--- PROMPT A ---
Answer these questions from the blog post below, one per line:
(i) For how many years was the old place the writer's home?
(ii) For how long does the writer expect to call the new city home?
(iii) What kind of job did the writer seek at pizza places?
--- PROMPT B ---
Rewrite as a short list the blog post paragraph that begins "I've been in ____ for a week now", keeping its main facts.

--- PAGE EXTRACT ---
::::

04 July 2010

all's well that ends well

It’s been awhile since I visited this space. Much has changed; some for the better, some for the worse. I am out and away from the place I called home for the past seven years. The townhouse and Bloomington are now memories. I can only speak for myself, but I believe that things between roommate and I ended rather amicably. After one final walk-through of the apartment, we handed over the keys, shook hands and went our separate ways. I remember patting him on the back and saying something like, “Hey, no hard feelings, OK?” Indeed, all’s well that ends well.

I’m no longer a citizen of Bloomington; ____ is where I will call home for the next 16-24 months. I have no illusions about this city – it’s definitely a step down from Bloomington, and, in some ways, reminds me of dreaded Hometown, but the concept temporariness is never far from my mind, and its closeness offers consolation, a reminder that I’m in the process of moving on to bigger and better things. What will I miss about Bloomington? The small, college town aesthetic; the progressive (liberal) politics; the high level of social tolerance many (but far from all) Bloomingtonians practice; and the city offers a relative safe haven from the ignorant, right-wing approach to everything that engulfs much of Indiana. A few things I won’t miss about Bloomington: the artificial wealth that swells throughout certain parts of the city – there’s nothing like being cut off in traffic by a 19-year-old IU student in a $70,000 sports car or SUV (don’t choke on your silver spoon, pig); the liberal elites – these hypocrites pay lip service to traditional liberal causes (specifically, social programs for the poor), yet detest being in the presence of the very people they claim to defend; and, finally, despite the fact that Bloomington is a liberal stronghold, the occasional reminder of your geographic location (southern Indiana, ya’ll) takes the form of a Confederate flag bumper sticker, or the screaming pipes of a pickup truck.

I’ve been in ____ for a week now and have yet to land a job, which is a little frightening. Two weeks ago I applied to a few pizza places with the hopes of landing a delivery job, but nobody is hiring. I’ve since applied to several other businesses (retail stores, hospitals). The entire application process is humbling humiliating, especially as a 32-year-old whose most recent job experience is seven years driving a bus. The fear of being misclassified as a 30something with no skills (“if you had any skills, why would you be applying for a lowly, entry-level position?”) is apparent every time I ask for and return the job application. I feel as though I should preface every application with this simple statement: I’M NOT AN INCOMPETENT DOLT.

Me being me, of course, this uncertainty (along with nursing courses beginning in late August) adds an unhealthy dose of anxiety to the smog of depression that’s been hovering above for the past few weeks. I just want to find a place of relative stability. Right now, I don’t have that, and it feels as though the unknown is greater than the known.

::::

--- EXTRACTED ENTRIES ---
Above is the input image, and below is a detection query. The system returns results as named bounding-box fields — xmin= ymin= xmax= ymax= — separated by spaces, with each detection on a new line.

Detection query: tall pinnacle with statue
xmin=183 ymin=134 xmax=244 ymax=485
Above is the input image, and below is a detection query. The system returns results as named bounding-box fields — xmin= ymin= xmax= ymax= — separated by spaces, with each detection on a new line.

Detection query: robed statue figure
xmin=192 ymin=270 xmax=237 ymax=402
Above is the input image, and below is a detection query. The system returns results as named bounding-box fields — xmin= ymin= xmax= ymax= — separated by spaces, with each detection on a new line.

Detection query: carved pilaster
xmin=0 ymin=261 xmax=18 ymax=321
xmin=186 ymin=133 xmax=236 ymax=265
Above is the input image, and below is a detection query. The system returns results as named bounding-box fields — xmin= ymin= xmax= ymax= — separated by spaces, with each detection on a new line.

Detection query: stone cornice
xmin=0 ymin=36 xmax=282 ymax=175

::::

--- ANSWER SECTION A ---
(i) Seven years
(ii) 16-24 months
(iii) A delivery job

--- ANSWER SECTION B ---
- I've been in the new city for a week and still have no job, which is a little frightening.
- Two weeks ago I applied for delivery jobs at a few pizza places, but none are hiring.
- I've since applied to several other businesses, including retail stores and hospitals.
- Applying is humiliating at 32, when my most recent job was seven years of driving a bus.
- Every time I ask for and return an application, I fear being seen as a 30something with no skills. I feel I should open each one with "I'M NOT AN INCOMPETENT DOLT."